Problem description
Please reproduce every line of the material below verbatim, with no changes.
■ ■ ■ ■ ■
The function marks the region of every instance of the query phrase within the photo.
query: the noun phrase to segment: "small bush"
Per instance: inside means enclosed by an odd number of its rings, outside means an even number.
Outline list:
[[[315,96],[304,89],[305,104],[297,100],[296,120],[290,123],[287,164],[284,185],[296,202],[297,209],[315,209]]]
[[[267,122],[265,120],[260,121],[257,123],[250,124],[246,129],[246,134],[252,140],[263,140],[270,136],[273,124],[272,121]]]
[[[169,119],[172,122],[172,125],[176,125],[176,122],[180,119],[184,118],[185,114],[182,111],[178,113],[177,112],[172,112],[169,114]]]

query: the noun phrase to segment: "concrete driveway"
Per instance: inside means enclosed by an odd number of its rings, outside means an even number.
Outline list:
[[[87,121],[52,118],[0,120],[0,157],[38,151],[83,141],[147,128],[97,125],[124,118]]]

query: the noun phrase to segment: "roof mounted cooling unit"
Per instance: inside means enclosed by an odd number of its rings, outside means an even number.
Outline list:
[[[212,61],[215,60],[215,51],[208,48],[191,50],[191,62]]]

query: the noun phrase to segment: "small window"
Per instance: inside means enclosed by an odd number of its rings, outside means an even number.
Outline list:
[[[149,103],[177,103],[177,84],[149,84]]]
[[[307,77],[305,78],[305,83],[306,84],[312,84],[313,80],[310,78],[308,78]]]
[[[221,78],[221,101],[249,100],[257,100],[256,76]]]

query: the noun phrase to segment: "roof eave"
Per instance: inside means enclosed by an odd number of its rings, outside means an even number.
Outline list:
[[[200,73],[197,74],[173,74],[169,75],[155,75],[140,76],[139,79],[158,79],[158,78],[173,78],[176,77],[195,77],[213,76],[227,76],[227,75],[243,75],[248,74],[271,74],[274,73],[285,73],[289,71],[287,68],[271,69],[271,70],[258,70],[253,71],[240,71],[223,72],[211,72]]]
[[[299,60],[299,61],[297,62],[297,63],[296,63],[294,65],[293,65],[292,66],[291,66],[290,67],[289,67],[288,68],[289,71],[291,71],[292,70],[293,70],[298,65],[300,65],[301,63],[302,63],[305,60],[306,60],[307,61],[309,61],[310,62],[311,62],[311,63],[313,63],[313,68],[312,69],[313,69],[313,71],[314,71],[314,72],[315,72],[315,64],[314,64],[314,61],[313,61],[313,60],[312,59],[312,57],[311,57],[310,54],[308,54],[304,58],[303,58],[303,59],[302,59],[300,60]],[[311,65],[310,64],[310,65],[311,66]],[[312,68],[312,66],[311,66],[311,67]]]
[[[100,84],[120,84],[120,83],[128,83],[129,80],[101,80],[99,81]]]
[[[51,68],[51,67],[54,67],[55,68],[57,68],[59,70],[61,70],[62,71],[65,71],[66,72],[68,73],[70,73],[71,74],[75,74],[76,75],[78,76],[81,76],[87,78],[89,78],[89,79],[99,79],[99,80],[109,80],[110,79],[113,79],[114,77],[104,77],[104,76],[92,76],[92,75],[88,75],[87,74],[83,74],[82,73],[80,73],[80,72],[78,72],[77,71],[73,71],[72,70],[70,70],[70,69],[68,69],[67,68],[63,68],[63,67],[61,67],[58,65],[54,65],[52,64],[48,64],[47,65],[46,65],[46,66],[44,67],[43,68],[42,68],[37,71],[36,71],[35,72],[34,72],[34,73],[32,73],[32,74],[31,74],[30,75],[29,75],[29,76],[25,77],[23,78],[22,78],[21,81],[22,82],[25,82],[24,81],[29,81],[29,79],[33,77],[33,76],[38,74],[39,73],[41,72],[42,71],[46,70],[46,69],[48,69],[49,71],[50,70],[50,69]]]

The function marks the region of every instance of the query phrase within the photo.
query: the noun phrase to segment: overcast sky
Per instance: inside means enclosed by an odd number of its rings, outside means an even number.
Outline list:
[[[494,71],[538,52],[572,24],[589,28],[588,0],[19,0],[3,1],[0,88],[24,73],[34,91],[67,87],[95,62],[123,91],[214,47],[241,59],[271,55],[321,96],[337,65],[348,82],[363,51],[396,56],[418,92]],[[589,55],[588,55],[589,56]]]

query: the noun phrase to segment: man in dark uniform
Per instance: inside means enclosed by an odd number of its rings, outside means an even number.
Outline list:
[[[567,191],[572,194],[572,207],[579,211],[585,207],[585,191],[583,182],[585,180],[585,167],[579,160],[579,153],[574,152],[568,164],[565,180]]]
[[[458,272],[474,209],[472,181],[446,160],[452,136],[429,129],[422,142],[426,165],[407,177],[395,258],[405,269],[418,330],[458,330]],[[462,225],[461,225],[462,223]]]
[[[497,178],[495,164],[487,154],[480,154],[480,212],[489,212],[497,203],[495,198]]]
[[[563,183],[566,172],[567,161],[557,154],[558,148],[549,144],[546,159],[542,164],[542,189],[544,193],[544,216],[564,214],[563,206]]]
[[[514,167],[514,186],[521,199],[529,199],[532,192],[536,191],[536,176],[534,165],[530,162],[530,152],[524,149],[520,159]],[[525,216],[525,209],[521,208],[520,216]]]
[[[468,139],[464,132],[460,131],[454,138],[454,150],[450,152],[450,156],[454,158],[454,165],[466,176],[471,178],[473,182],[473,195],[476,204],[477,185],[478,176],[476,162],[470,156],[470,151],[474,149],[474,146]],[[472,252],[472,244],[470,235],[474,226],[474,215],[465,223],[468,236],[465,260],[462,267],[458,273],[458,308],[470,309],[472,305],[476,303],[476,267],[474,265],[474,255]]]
■ ■ ■ ■ ■
Complete output
The function marks the region of every instance of the query phrase within the photo.
query: the noun phrase to segment: "small bush"
Per instance: inside means enclosed by an odd number of its rings, outside means an even number.
Outline list:
[[[315,96],[304,89],[305,104],[297,100],[296,120],[290,123],[287,164],[284,185],[296,202],[297,209],[315,209]]]
[[[267,122],[265,120],[260,121],[257,123],[250,124],[246,129],[246,134],[252,140],[263,140],[270,136],[273,124],[272,121]]]
[[[169,119],[172,122],[172,125],[176,125],[176,122],[180,119],[184,118],[185,114],[182,111],[178,113],[177,112],[172,112],[169,114]]]

query: the noun phrase to segment: "concrete driveway"
Per instance: inside means enclosed by an odd number of its rings, outside means an even number.
Outline list:
[[[87,121],[52,118],[0,120],[0,157],[38,151],[83,141],[147,128],[97,125],[124,118]]]

query: the noun phrase to segment: "roof mounted cooling unit"
Per instance: inside means enclosed by an odd number of its rings, outside means an even number.
Outline list:
[[[212,61],[215,60],[215,51],[208,48],[191,50],[191,62]]]

query: the noun phrase to segment: "small window"
Per instance: inside means enclosed by an odd number of its rings, outside means an even number.
Outline list:
[[[149,103],[177,103],[177,84],[149,84]]]
[[[307,77],[305,78],[305,83],[306,84],[312,84],[313,80],[310,78],[308,78]]]
[[[221,78],[221,101],[249,100],[257,100],[256,76]]]

query: the noun phrase to segment: "roof eave"
Per instance: inside means enclosed by an odd number of its rings, outside means an even number.
Outline list:
[[[200,73],[197,74],[173,74],[169,75],[155,75],[140,76],[139,79],[158,79],[158,78],[173,78],[176,77],[195,77],[213,76],[227,76],[227,75],[243,75],[248,74],[271,74],[274,73],[285,73],[289,71],[287,68],[271,69],[271,70],[258,70],[253,71],[240,71],[223,72],[211,72]]]
[[[299,60],[299,61],[297,62],[297,63],[296,63],[294,65],[293,65],[292,66],[291,66],[290,67],[289,67],[288,68],[289,71],[291,71],[292,70],[293,70],[298,65],[300,65],[301,63],[302,63],[305,60],[306,60],[307,61],[309,61],[310,62],[311,62],[311,63],[313,63],[313,68],[312,69],[313,69],[313,71],[314,71],[314,72],[315,72],[315,64],[314,64],[314,61],[313,61],[313,60],[312,59],[312,57],[311,57],[310,54],[308,54],[304,58],[303,58],[303,59],[302,59],[300,60]],[[311,65],[310,64],[310,65],[311,66]],[[312,68],[312,66],[311,66],[311,67]]]
[[[100,84],[120,84],[120,83],[128,83],[129,80],[101,80],[99,81]]]
[[[51,68],[51,67],[54,67],[55,68],[57,68],[59,70],[61,70],[62,71],[65,71],[66,72],[68,73],[70,73],[71,74],[75,74],[76,75],[78,76],[81,76],[87,78],[89,78],[89,79],[99,79],[99,80],[109,80],[110,79],[113,79],[114,77],[104,77],[104,76],[92,76],[92,75],[88,75],[87,74],[83,74],[82,73],[80,73],[80,72],[78,72],[77,71],[73,71],[72,70],[70,70],[70,69],[68,69],[67,68],[63,68],[63,67],[61,67],[58,65],[54,65],[52,64],[48,64],[47,65],[46,65],[46,66],[44,67],[43,68],[42,68],[37,71],[36,71],[35,72],[34,72],[34,73],[32,73],[32,74],[31,74],[30,75],[29,75],[29,76],[25,77],[23,78],[22,78],[21,81],[22,82],[25,82],[24,81],[29,81],[29,79],[33,77],[33,76],[38,74],[39,73],[41,72],[42,71],[46,70],[46,69],[48,69],[49,71],[50,70],[50,69]]]

The function marks the region of every instance of the query phrase within the photo.
query: the noun phrase to segment: overcast sky
Per instance: inside means enclosed by an odd number of its rings, outside means an even number.
Outline list:
[[[494,71],[538,52],[572,24],[589,28],[588,0],[19,0],[3,1],[0,88],[24,73],[34,91],[67,87],[95,62],[123,91],[214,47],[241,59],[271,55],[321,96],[337,65],[348,82],[363,51],[396,56],[418,92]],[[589,55],[588,55],[589,56]]]

query: the noun phrase to segment: man in dark uniform
Per instance: inside means enclosed by an odd number of its rings, outside means an even number.
Outline list:
[[[567,191],[572,194],[572,207],[579,211],[585,207],[585,191],[583,182],[585,180],[585,167],[579,160],[579,153],[574,152],[568,164],[565,180]]]
[[[458,272],[474,209],[472,181],[446,160],[452,136],[429,129],[422,142],[426,165],[407,177],[395,258],[405,269],[418,330],[458,330]],[[462,225],[461,225],[462,223]]]
[[[497,178],[495,164],[487,154],[480,154],[480,212],[489,212],[497,203],[495,198]]]
[[[563,183],[566,172],[567,161],[557,154],[558,148],[549,144],[546,159],[542,164],[542,189],[544,193],[544,216],[564,214],[563,206]]]
[[[514,167],[514,186],[521,199],[529,199],[532,192],[536,191],[536,176],[534,165],[530,162],[530,152],[524,149],[520,159]],[[525,216],[525,209],[521,208],[520,216]]]
[[[468,139],[464,132],[460,131],[454,138],[454,150],[450,152],[450,156],[454,158],[454,165],[466,176],[471,178],[473,182],[473,195],[476,204],[477,185],[478,176],[476,162],[470,156],[470,151],[474,149],[474,146]],[[472,252],[472,244],[470,235],[474,226],[474,215],[465,223],[468,236],[465,260],[462,267],[458,273],[458,308],[470,309],[472,305],[476,303],[476,267],[474,265],[474,255]]]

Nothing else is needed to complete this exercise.